What this task involves
Pick up the text below about Camille Saint-Saëns and his Symphony No. 2 in A minor and continue it from its last sentence.

Text for analysis
━━━━━━

Camille Saint-Saëns (1835-1921)

Symphony No 2 in A minor Op 55

1. Allegro marcato, Allegro Appassionato
2. Adagio
3. Scherzo Presto
4. Prestissimo

Camille Saint-Saëns was born on the 9th October 1835 in Paris into a poor family. Misfortune struck when he just three months old - his father, a clerk in the French Ministry of Interior, died of tuberculosis. His mother and his great aunt brought up Camille in strained circumstances, and it was the latter who taught him music. His talent was a prodigious one. By the age of three he could name any note by ear, and had completed a composition for piano - presumably with the help of his great aunt. By the age of ten he could play all of the thirty two piano sonatas of Beethoven from memory. At the age of eleven he gave his first public recital at the "Salle Pleyel" where he was hailed as a second Mozart. Later that year he won a prize from the "Société Sainte Cecile" and his first symphony was produced the next year (1847) by the same Society. From 1852 until 1857 he was organist at the Church of Saint-Merry and in 1858 he became the organist of the most fashionable church in Paris the "La Madeleine", a post he held until 1876. These posts were both prestigious and well paid, assuring financial security. Franz Lizst heard him play and declared him the greatest organist in the world.

In 1875 Saint-Saëns married the 19-years old Marie-Laure Truffot some 20 years his junior and fathered two children. Unfortunately the marriage proved to be a disaster, though perhaps through no fault of either partner. In 1878 his two-year-old son André fell from a high window and was instantly killed. Overcome with grief, Marie was unable to feed the six-month-old baby who was then sent to her mother for care, but failed to thrive and died only six weeks after André. Saint Saens, rightly or wrongly blamed Marie for the tragedy and their relationship fell apart. He deserted her while they were on vacation in 1881, writing to tell her that he could no longer live with her. The never met again, but didn’t divorce, and Marie, heavily veiled, attended his state funeral. She lived until 1950 reaching the grand old age of 95. Despite his family tragedy, this period was undoubted the most productive of Saint-Saëns career, and most of the masterpieces for which he is chiefly remembered date from this time: the Dance Macabre(1875); Samson and Delilah(1877); the Second Symphony (1879); the second Violin Concerto (1879); the third Violin Concerto (1883); the Carnival of the Animals (1887) and the Organ Symphony (1887). None of these works even hint of the dark tragedy of his life.

━━━━━━

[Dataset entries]
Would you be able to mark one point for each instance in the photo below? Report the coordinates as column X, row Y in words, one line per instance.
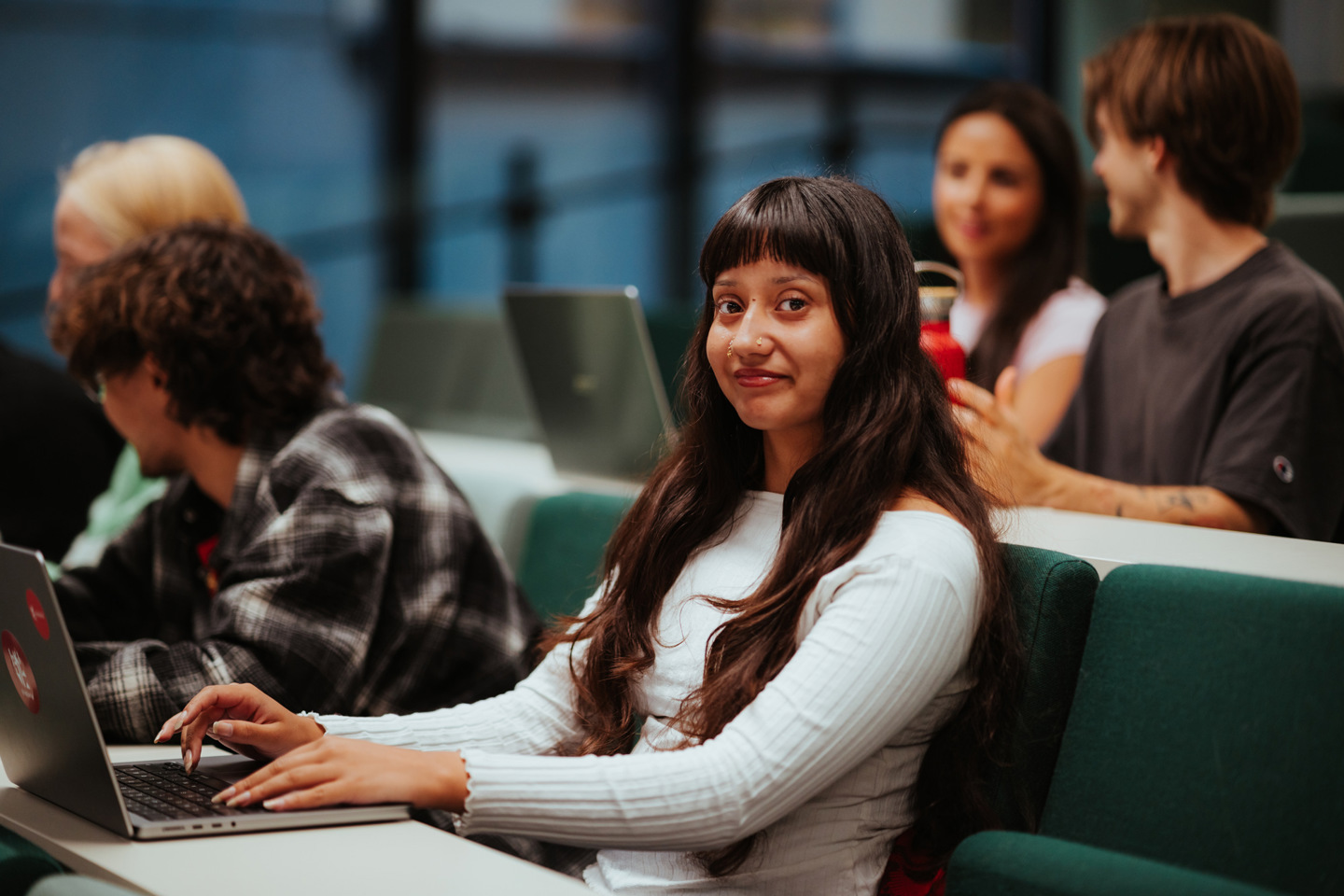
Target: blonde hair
column 133, row 189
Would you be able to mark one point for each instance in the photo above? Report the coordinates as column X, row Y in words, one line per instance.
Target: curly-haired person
column 305, row 546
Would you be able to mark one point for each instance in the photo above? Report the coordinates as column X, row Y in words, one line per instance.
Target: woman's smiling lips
column 756, row 378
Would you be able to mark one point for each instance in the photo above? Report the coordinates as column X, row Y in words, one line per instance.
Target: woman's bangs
column 777, row 226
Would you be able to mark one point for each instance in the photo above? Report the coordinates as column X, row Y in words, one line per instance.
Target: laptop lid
column 50, row 742
column 595, row 383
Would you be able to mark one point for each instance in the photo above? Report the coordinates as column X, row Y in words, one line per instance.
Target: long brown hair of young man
column 888, row 430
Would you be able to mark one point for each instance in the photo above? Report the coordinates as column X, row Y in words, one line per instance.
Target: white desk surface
column 497, row 474
column 362, row 860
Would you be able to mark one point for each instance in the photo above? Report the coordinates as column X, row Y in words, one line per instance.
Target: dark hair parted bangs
column 225, row 312
column 888, row 428
column 1222, row 95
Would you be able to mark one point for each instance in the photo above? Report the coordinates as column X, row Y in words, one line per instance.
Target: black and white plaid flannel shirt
column 350, row 577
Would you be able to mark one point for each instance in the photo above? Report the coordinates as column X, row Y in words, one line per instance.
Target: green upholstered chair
column 562, row 550
column 21, row 864
column 1206, row 731
column 1053, row 601
column 1053, row 598
column 1013, row 864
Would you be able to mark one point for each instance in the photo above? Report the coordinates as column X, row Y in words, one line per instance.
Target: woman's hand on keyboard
column 338, row 770
column 241, row 718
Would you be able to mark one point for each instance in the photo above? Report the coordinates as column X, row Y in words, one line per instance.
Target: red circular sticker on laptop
column 39, row 615
column 21, row 673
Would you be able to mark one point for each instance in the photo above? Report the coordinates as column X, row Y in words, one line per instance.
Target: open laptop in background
column 595, row 382
column 51, row 745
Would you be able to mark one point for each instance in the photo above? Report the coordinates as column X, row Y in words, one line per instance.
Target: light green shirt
column 128, row 493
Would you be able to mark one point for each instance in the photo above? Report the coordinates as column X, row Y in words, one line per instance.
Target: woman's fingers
column 268, row 739
column 302, row 777
column 976, row 399
column 323, row 794
column 192, row 736
column 302, row 757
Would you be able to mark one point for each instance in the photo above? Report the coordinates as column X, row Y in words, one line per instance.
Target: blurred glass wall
column 558, row 141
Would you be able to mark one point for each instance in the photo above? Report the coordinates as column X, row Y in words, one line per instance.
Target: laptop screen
column 593, row 379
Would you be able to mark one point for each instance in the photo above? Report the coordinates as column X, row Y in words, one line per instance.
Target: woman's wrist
column 445, row 782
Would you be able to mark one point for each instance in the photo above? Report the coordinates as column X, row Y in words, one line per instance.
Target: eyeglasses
column 98, row 392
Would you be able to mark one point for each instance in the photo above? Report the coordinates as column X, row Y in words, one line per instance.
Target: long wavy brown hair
column 1054, row 251
column 888, row 430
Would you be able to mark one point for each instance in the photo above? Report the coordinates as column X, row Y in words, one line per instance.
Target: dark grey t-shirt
column 1238, row 385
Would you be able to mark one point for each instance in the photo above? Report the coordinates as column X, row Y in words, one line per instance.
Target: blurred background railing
column 425, row 152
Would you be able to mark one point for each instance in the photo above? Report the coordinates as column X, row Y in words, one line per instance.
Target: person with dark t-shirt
column 1212, row 394
column 57, row 453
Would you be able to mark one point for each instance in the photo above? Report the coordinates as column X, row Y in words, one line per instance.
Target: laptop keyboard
column 162, row 791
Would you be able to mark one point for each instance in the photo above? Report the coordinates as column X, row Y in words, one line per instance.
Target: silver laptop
column 595, row 383
column 51, row 745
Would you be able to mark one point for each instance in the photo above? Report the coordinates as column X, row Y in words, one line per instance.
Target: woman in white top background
column 1008, row 205
column 805, row 594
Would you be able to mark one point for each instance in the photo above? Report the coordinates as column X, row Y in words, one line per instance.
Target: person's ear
column 1159, row 158
column 156, row 372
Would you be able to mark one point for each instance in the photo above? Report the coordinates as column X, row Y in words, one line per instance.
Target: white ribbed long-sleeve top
column 823, row 761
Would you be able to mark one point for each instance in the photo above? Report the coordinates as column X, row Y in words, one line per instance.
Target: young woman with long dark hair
column 1008, row 204
column 805, row 594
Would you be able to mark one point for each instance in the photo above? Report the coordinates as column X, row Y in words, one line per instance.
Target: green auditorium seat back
column 21, row 864
column 1053, row 599
column 1207, row 728
column 562, row 550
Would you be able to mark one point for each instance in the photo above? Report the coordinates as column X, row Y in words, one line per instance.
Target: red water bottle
column 934, row 330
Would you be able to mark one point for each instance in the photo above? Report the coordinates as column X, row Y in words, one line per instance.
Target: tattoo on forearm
column 1181, row 498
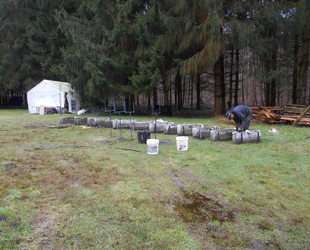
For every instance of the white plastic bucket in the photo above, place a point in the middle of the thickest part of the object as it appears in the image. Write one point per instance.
(182, 143)
(152, 146)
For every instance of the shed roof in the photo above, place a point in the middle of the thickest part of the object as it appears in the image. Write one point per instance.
(64, 86)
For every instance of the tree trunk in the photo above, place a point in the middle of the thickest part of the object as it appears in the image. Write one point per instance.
(302, 71)
(295, 69)
(273, 88)
(237, 79)
(192, 92)
(179, 90)
(219, 96)
(267, 83)
(197, 78)
(155, 96)
(231, 76)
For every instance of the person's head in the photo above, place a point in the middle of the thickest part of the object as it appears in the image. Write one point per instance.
(229, 115)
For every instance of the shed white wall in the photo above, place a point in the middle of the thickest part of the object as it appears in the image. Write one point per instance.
(45, 94)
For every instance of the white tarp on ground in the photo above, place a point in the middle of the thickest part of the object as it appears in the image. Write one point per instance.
(52, 94)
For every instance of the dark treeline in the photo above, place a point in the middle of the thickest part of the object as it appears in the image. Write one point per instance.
(182, 53)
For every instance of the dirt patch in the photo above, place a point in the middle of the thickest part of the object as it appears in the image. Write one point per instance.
(45, 233)
(38, 125)
(197, 208)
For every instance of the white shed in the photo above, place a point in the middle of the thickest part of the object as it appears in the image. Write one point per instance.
(54, 94)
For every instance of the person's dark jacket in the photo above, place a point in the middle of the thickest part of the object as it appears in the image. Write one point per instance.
(242, 116)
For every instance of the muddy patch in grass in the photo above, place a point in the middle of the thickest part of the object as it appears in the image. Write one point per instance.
(198, 208)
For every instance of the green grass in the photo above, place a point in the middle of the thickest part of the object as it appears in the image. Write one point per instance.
(83, 192)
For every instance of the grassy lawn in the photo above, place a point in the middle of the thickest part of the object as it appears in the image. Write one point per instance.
(76, 188)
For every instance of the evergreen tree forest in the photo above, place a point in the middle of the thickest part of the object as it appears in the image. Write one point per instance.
(182, 53)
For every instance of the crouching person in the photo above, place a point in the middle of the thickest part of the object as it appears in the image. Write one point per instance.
(241, 115)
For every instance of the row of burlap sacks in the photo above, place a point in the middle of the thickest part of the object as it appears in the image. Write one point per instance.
(198, 131)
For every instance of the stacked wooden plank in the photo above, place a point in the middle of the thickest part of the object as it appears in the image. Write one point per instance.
(298, 115)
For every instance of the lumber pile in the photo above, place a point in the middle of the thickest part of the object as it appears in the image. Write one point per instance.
(298, 115)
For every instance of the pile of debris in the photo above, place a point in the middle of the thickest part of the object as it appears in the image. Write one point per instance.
(298, 115)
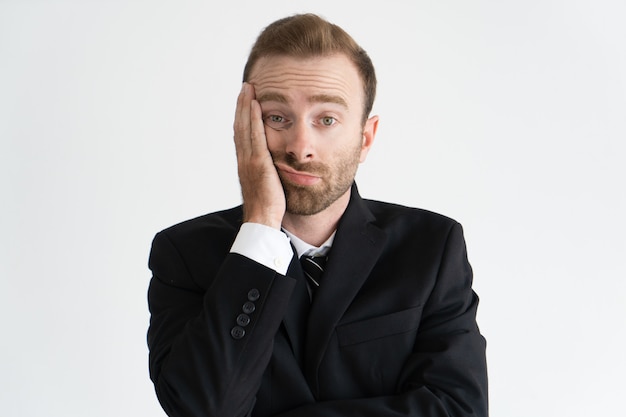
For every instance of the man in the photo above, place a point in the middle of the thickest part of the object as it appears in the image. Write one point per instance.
(240, 327)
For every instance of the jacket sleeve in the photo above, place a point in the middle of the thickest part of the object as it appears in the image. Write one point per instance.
(446, 374)
(210, 346)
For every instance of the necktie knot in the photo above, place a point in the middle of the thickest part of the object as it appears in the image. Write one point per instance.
(313, 268)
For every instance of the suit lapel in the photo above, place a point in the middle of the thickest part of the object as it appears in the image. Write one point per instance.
(356, 249)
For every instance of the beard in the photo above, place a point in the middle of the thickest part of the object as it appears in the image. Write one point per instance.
(336, 180)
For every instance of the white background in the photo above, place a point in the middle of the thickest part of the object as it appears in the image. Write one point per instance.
(115, 122)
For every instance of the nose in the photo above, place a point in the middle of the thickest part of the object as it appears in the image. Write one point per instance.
(300, 142)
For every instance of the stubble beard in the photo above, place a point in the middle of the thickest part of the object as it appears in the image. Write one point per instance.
(310, 200)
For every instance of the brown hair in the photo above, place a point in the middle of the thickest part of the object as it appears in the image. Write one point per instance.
(308, 35)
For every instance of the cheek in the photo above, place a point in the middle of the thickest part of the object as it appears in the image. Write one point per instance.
(274, 139)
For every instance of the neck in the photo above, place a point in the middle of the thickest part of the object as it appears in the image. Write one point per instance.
(317, 228)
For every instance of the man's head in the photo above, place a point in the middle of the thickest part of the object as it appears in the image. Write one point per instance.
(307, 36)
(315, 88)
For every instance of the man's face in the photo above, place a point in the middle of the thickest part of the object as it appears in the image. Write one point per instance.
(313, 116)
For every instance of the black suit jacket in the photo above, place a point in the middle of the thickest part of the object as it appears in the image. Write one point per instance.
(391, 331)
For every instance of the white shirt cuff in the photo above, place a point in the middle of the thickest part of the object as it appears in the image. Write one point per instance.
(265, 245)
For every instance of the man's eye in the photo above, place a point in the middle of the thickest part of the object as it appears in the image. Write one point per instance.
(328, 121)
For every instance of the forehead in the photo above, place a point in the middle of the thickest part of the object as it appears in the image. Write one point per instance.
(333, 75)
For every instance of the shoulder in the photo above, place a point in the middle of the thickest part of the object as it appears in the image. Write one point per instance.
(202, 237)
(225, 222)
(393, 215)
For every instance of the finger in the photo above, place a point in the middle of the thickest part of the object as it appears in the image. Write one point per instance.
(258, 140)
(241, 124)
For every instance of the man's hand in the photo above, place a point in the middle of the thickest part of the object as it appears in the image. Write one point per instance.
(263, 194)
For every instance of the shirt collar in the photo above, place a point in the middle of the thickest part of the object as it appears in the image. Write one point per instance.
(303, 248)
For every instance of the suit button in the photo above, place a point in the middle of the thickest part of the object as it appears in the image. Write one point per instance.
(254, 294)
(249, 307)
(237, 332)
(243, 320)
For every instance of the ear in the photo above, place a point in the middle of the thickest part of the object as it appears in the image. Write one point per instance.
(369, 133)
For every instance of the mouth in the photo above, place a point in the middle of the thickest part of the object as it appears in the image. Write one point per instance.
(297, 177)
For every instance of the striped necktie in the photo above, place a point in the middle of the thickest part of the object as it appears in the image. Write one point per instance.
(313, 267)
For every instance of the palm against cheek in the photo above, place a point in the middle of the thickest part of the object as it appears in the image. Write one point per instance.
(263, 195)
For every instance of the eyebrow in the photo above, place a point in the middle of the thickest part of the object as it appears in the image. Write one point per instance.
(318, 98)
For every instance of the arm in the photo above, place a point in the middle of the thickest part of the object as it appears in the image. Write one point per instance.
(198, 366)
(200, 360)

━━━━━━

Written response
The second symphony is a large-scale composition with many innovative ideas of form and structure. The first movement is all built out of a simple motif consisting of a chain or thirds falling and then rising. This is heard clearly on the strings at the start. The main body of the movement is a stormy allegro in which the chain of thirds is decorated in different ways and presented in different orchestral textures. The construction avoids conventional sonata form anticipating to some degree the compositional techniques favoured by Elgar, Sibelius and Janacek.

The slow movement is a short and tentative adagio in the dominant key of E major. The stormy mood returns for the scherzo, which starts with a fast and dramatic section. A slower second part follows which is quiet and gentle and in the key of A major. Saint-Saëns departs from conventional use of form by not repeating the first stormy section creating in effect two short contrasted movements. The final movement is a rondo based on a lively dance tune. It is full of drive and energy and is light hearted throughout.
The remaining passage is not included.